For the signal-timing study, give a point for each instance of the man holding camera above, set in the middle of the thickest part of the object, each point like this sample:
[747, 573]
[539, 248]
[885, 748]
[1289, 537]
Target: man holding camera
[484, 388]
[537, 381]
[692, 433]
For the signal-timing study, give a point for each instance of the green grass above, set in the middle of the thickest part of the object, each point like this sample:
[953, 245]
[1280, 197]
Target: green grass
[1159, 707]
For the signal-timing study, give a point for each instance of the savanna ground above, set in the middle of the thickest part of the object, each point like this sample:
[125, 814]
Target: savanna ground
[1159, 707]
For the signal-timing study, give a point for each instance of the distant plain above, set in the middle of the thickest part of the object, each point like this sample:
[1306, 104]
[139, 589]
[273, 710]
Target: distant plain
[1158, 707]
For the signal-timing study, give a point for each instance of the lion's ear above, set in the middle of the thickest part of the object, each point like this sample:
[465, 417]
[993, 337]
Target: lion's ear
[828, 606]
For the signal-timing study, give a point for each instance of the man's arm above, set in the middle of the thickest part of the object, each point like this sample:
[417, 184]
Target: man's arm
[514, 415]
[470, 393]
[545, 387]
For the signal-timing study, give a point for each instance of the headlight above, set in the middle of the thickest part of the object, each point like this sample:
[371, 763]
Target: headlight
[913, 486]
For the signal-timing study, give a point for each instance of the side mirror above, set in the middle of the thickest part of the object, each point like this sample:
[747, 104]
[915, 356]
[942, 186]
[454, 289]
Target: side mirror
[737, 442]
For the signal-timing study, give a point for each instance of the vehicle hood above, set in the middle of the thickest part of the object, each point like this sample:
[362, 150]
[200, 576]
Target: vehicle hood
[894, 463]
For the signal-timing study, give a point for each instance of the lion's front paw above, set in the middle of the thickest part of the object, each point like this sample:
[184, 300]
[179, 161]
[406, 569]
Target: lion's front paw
□ □ □
(WHAT THE TASK REQUIRES) What lines of the material above hold the string "front"? Please copy them.

(TASK RESPONSE)
For the signal-timing study, give a point for each instance of the lion's front paw above, set in the middle of the thickest part of the object, each point like this sample:
Target: lion's front paw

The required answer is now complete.